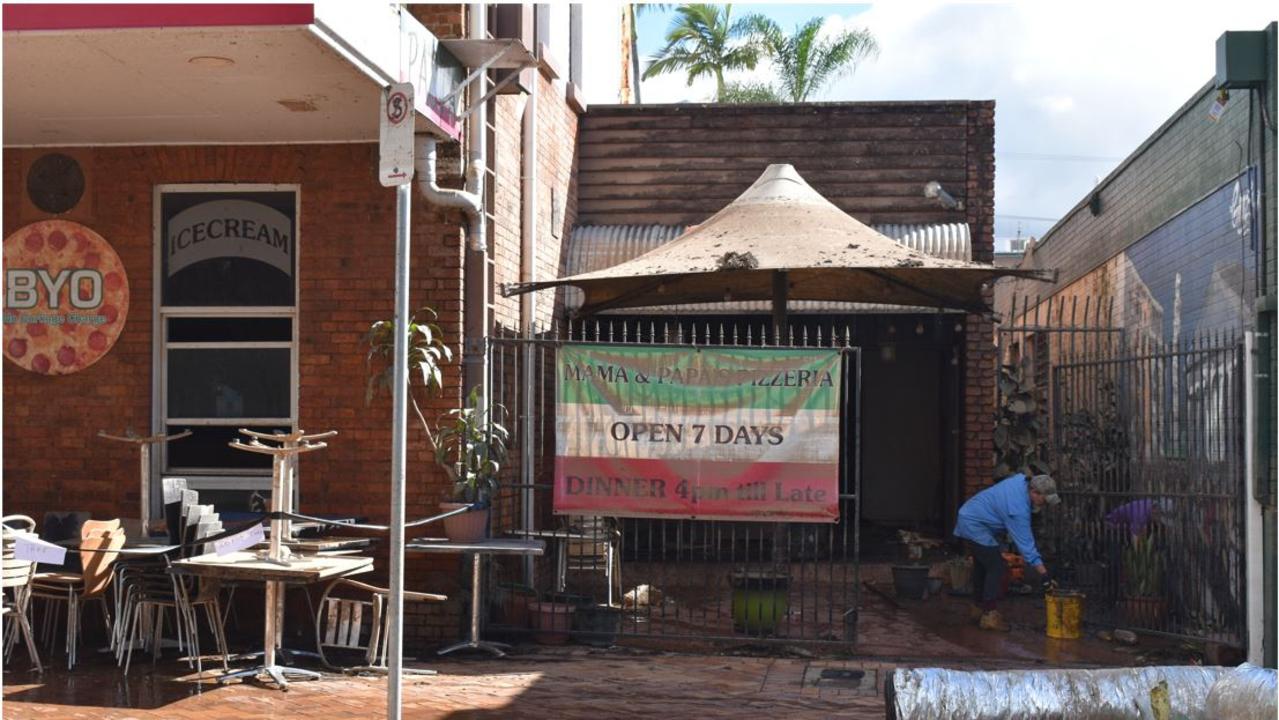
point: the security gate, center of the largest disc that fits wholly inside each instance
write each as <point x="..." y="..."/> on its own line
<point x="1149" y="448"/>
<point x="666" y="579"/>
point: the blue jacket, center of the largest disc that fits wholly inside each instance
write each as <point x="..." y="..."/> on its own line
<point x="1004" y="507"/>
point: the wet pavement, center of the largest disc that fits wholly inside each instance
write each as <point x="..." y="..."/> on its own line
<point x="776" y="680"/>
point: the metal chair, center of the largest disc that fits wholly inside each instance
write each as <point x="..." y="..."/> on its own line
<point x="18" y="524"/>
<point x="352" y="618"/>
<point x="17" y="577"/>
<point x="99" y="542"/>
<point x="600" y="547"/>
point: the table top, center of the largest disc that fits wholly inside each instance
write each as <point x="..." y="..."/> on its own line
<point x="132" y="546"/>
<point x="248" y="567"/>
<point x="491" y="546"/>
<point x="549" y="533"/>
<point x="325" y="544"/>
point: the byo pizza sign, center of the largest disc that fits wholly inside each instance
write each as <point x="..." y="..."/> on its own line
<point x="65" y="297"/>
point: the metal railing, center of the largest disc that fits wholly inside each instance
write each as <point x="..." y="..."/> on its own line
<point x="1149" y="454"/>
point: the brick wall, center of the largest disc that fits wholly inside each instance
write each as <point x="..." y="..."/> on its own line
<point x="678" y="164"/>
<point x="345" y="241"/>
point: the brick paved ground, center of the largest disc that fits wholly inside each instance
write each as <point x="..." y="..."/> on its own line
<point x="580" y="682"/>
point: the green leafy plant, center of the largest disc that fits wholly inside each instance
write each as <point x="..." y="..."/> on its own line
<point x="1142" y="568"/>
<point x="426" y="353"/>
<point x="1020" y="443"/>
<point x="471" y="445"/>
<point x="704" y="40"/>
<point x="806" y="60"/>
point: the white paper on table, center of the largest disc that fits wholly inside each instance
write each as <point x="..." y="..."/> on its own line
<point x="173" y="487"/>
<point x="31" y="547"/>
<point x="241" y="540"/>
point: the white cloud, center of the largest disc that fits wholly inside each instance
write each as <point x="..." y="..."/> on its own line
<point x="1069" y="79"/>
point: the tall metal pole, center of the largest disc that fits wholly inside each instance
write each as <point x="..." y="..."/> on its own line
<point x="399" y="443"/>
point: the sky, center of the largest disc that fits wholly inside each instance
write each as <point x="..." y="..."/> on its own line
<point x="1077" y="86"/>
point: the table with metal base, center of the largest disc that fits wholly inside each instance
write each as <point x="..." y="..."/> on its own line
<point x="299" y="569"/>
<point x="477" y="550"/>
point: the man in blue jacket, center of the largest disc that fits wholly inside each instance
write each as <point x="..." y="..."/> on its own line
<point x="1004" y="507"/>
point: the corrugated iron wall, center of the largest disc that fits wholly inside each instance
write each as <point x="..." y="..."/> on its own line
<point x="596" y="247"/>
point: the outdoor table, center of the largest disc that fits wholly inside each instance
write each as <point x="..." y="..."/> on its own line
<point x="560" y="539"/>
<point x="477" y="550"/>
<point x="250" y="567"/>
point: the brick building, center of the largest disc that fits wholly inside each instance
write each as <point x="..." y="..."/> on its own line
<point x="278" y="113"/>
<point x="278" y="109"/>
<point x="1181" y="239"/>
<point x="647" y="172"/>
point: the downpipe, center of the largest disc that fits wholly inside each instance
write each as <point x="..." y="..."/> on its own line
<point x="468" y="200"/>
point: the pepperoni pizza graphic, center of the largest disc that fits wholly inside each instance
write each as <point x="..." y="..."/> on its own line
<point x="65" y="298"/>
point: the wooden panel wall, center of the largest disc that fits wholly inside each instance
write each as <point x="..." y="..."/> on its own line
<point x="679" y="164"/>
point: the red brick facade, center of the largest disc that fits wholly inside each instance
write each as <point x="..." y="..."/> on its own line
<point x="53" y="459"/>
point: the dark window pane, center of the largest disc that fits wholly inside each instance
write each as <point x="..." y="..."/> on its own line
<point x="233" y="248"/>
<point x="230" y="329"/>
<point x="207" y="448"/>
<point x="243" y="383"/>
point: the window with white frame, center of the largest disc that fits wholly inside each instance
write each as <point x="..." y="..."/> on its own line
<point x="225" y="329"/>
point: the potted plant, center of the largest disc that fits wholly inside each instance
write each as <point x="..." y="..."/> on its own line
<point x="471" y="445"/>
<point x="1142" y="604"/>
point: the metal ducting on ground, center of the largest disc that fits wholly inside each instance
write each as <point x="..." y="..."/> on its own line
<point x="1154" y="693"/>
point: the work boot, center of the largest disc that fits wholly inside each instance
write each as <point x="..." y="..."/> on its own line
<point x="993" y="620"/>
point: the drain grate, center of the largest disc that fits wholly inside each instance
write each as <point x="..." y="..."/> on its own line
<point x="860" y="682"/>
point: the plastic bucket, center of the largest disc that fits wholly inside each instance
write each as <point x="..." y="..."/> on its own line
<point x="1064" y="610"/>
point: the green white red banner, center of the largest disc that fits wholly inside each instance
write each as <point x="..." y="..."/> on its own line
<point x="651" y="431"/>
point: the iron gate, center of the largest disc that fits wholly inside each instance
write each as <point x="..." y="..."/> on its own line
<point x="1149" y="452"/>
<point x="666" y="579"/>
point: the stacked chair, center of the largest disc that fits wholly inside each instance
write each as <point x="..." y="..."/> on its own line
<point x="100" y="542"/>
<point x="17" y="581"/>
<point x="150" y="591"/>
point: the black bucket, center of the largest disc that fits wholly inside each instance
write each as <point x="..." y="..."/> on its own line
<point x="596" y="624"/>
<point x="911" y="582"/>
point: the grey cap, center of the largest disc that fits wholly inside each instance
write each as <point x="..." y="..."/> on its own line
<point x="1045" y="486"/>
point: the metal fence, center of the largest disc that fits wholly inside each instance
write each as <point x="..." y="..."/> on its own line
<point x="668" y="579"/>
<point x="1147" y="444"/>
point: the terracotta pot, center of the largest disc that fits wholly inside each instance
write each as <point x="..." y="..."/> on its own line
<point x="464" y="527"/>
<point x="1146" y="613"/>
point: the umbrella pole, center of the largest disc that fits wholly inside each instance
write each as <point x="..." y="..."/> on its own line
<point x="780" y="294"/>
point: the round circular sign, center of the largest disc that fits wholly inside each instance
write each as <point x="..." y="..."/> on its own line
<point x="65" y="297"/>
<point x="397" y="108"/>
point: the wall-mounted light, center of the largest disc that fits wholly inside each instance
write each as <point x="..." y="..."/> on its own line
<point x="210" y="62"/>
<point x="933" y="189"/>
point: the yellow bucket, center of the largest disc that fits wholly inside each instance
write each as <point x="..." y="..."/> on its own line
<point x="1064" y="610"/>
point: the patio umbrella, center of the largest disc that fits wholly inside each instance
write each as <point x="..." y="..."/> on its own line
<point x="782" y="241"/>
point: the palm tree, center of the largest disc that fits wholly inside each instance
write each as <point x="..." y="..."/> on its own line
<point x="803" y="62"/>
<point x="702" y="40"/>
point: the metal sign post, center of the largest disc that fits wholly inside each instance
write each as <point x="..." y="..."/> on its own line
<point x="397" y="169"/>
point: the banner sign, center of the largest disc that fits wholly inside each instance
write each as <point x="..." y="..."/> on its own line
<point x="747" y="434"/>
<point x="65" y="297"/>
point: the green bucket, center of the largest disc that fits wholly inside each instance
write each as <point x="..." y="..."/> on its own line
<point x="760" y="601"/>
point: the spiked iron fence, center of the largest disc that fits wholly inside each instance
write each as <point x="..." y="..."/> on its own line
<point x="1146" y="441"/>
<point x="669" y="578"/>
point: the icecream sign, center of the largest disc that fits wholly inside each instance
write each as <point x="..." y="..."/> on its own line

******************************

§ LAVORO RICHIESTO
Riscrivi tutte le righe sostituendo "disc" con "circle" ovunque compaia e lasciando il resto invariato. Non includere le immagini nella risposta.

§ RISPOSTA SCRITTA
point: the security gate, center of the largest circle that fits wholly inside each instance
write each as <point x="..." y="..."/> on its own line
<point x="1149" y="448"/>
<point x="666" y="579"/>
point: the blue jacket, center of the largest circle that fits wholly inside each instance
write each as <point x="..." y="..."/> on its own line
<point x="1004" y="507"/>
point: the wet pavement, center of the largest circle that fits wholly inside each instance
write each as <point x="..." y="..."/> on its own line
<point x="776" y="680"/>
point: the metal chair, center of the largest circle that fits wholly inside each instance
write each as <point x="..." y="..."/> on its own line
<point x="18" y="524"/>
<point x="352" y="618"/>
<point x="17" y="577"/>
<point x="99" y="542"/>
<point x="600" y="547"/>
point: the table top, center of the largest circle that fits wholly inside each instance
write each as <point x="..." y="..."/> on its own line
<point x="132" y="546"/>
<point x="248" y="567"/>
<point x="491" y="546"/>
<point x="549" y="533"/>
<point x="325" y="544"/>
point: the byo pizza sign, center of the largest circle that fits wholly inside each instance
write each as <point x="..." y="..."/> on its own line
<point x="65" y="297"/>
point: the metal railing, center of the largest circle that fits wholly inside each instance
write each as <point x="..." y="..."/> on its own line
<point x="1149" y="454"/>
point: the brick wall, center of the largest circle that fits wholly inside each instance
write each as <point x="..." y="..."/> on its own line
<point x="678" y="164"/>
<point x="345" y="241"/>
point: the brick paved ground, center of the largest circle that fits wholly inside each instance
write each as <point x="..." y="..."/> on its own line
<point x="580" y="682"/>
point: the green leafy plant, center of the largest circle that fits wholly inside each instance
write each as <point x="..." y="..."/> on its own line
<point x="1142" y="568"/>
<point x="426" y="353"/>
<point x="1020" y="443"/>
<point x="471" y="445"/>
<point x="704" y="40"/>
<point x="806" y="60"/>
point: the white paper on table, center of the largest circle that fits wholly inside each instance
write each as <point x="..." y="..."/> on its own line
<point x="173" y="487"/>
<point x="31" y="547"/>
<point x="241" y="540"/>
point: the white cloud, center of the largest circle that fits wholly inside each instance
write each as <point x="..." y="..."/> on its own line
<point x="1069" y="79"/>
point: the tall metal pole, center of the largest circle that fits wholly inside each instance
write each as <point x="..." y="..."/> on its own line
<point x="399" y="443"/>
point: the sky, center of the largest circle that fits wholly inside each instance
write each as <point x="..." y="..."/> on its own line
<point x="1077" y="86"/>
point: the table with metal base, center of the largest circle that fits wholly inside each instance
write each as <point x="..." y="..."/> on its own line
<point x="299" y="569"/>
<point x="477" y="550"/>
point: the man in blue jacket, center of the largest circle that fits wholly inside each instance
write each as <point x="..." y="..."/> on its own line
<point x="1004" y="507"/>
point: the corrugated iron wall, center of the largest circle that fits wholly inside each instance
write each as <point x="..." y="..."/> on its own line
<point x="596" y="247"/>
point: the outdoor table, center of the largest circle that fits wholly inside each instance
write each as <point x="..." y="..."/> on its own line
<point x="560" y="539"/>
<point x="477" y="550"/>
<point x="250" y="567"/>
point: the brick building, center of the largest circle that fits wholly inside each instance
write each as <point x="..." y="..."/> on its own line
<point x="278" y="113"/>
<point x="278" y="109"/>
<point x="1181" y="239"/>
<point x="647" y="172"/>
point: the downpipe, center of the largest circle that fits wholly inside each instance
write each as <point x="..." y="..."/> on its own line
<point x="468" y="200"/>
point: the pepperoni pizza graphic, center of the largest circle that fits wholly inside each instance
write each as <point x="..." y="..."/> on its own line
<point x="65" y="298"/>
point: the wooden panel wall, center of the largest circle that fits wholly inside each instance
write each as <point x="..." y="..."/> on its own line
<point x="679" y="164"/>
point: the red brick facade, center of the largest circle that fits wholly inside each instance
write each as <point x="..." y="..."/> on its own line
<point x="53" y="459"/>
point: the dark window pane, center of the largest circle that fits wholly inside each instance
write each as <point x="..." y="..."/> on its own line
<point x="233" y="248"/>
<point x="230" y="329"/>
<point x="207" y="448"/>
<point x="243" y="383"/>
point: the window with white frame, center of the largest circle that fits wholly inside each instance
write each as <point x="..." y="..."/> on its own line
<point x="225" y="329"/>
point: the potted plant, center of the largest circle that fits wholly inside each instance
write each as <point x="..." y="..."/> on its own line
<point x="471" y="445"/>
<point x="1142" y="604"/>
point: the metal ducting on ground, center of the largest circle that fits wholly inside each instance
write each as <point x="..." y="..."/> on its own line
<point x="1154" y="693"/>
point: the work boot, center of the largest circle that fits wholly inside each instance
write each as <point x="..." y="..."/> on its own line
<point x="993" y="620"/>
point: the drain grate, center of the largest circle that fits wholly inside each instance
write each as <point x="..." y="..."/> on its own line
<point x="860" y="682"/>
point: the plastic bucket, center of the largest circle that fits wholly inside each instance
write each as <point x="..." y="..."/> on its own line
<point x="1064" y="610"/>
point: the green white red banner, center of the largest circle that fits wholly inside each instance
write each as <point x="..." y="..."/> on its own line
<point x="651" y="431"/>
point: the iron gate, center of the largest circle that fits wholly inside each instance
write each as <point x="..." y="..."/> on its own line
<point x="1149" y="452"/>
<point x="666" y="579"/>
point: the stacked chair, center of the largest circle that fits wholly inside each instance
write each as <point x="..." y="..."/> on its own line
<point x="100" y="542"/>
<point x="17" y="581"/>
<point x="150" y="591"/>
point: the black bucket, center of the largest circle that fits wholly inside each instance
write each as <point x="..." y="..."/> on its own line
<point x="596" y="624"/>
<point x="911" y="582"/>
point: the grey cap, center of the largest circle that fits wholly inside each instance
write each as <point x="..." y="..."/> on its own line
<point x="1045" y="486"/>
point: the metal fence, center of the largest circle that fits wholly inside each instance
write each as <point x="..." y="..."/> on its own line
<point x="668" y="579"/>
<point x="1147" y="444"/>
point: the terracotta pot, center of the largest circle that fits wholly inside each instance
write each as <point x="..." y="..."/> on its own line
<point x="464" y="527"/>
<point x="1146" y="613"/>
point: the umbrella pole, center of the largest circle that fits wholly inside each instance
write each as <point x="..." y="..."/> on its own line
<point x="780" y="294"/>
point: the round circular sign, center of the largest circle that fits wholly inside each instance
write each as <point x="..." y="..."/> on its own line
<point x="65" y="297"/>
<point x="397" y="108"/>
point: the wall-mounted light, center of the largest circle that fits wholly inside each instance
write each as <point x="..." y="..."/> on its own line
<point x="210" y="62"/>
<point x="933" y="189"/>
point: the yellow bucket, center of the largest circle that fits wholly inside each instance
write each as <point x="..." y="..."/> on its own line
<point x="1064" y="610"/>
point: the patio umbrella, center of the largest circle that fits wholly inside each instance
write each as <point x="..." y="..."/> on its own line
<point x="782" y="241"/>
point: the palm tree, center of the largest circle that fits wholly inside each instance
write each as <point x="..." y="..."/> on its own line
<point x="803" y="62"/>
<point x="702" y="40"/>
point: the metal sign post, center of the largest circle that fits wholly inside each instance
write each as <point x="..." y="..."/> on its own line
<point x="397" y="169"/>
point: the banner sign, center of the largest circle that fits wholly inside each instance
write each as <point x="..." y="..."/> on its own line
<point x="747" y="434"/>
<point x="65" y="297"/>
point: the green bucket, center of the largest circle that fits wholly inside each instance
write each as <point x="..." y="..."/> on its own line
<point x="760" y="601"/>
point: the spiked iron fence, center of the largest circle that fits wholly inside each instance
write each as <point x="..." y="..."/> on its own line
<point x="1146" y="441"/>
<point x="669" y="578"/>
point: the icecream sign, center of the largest circle that fits wholly inside each instance
write each as <point x="..." y="..."/> on its own line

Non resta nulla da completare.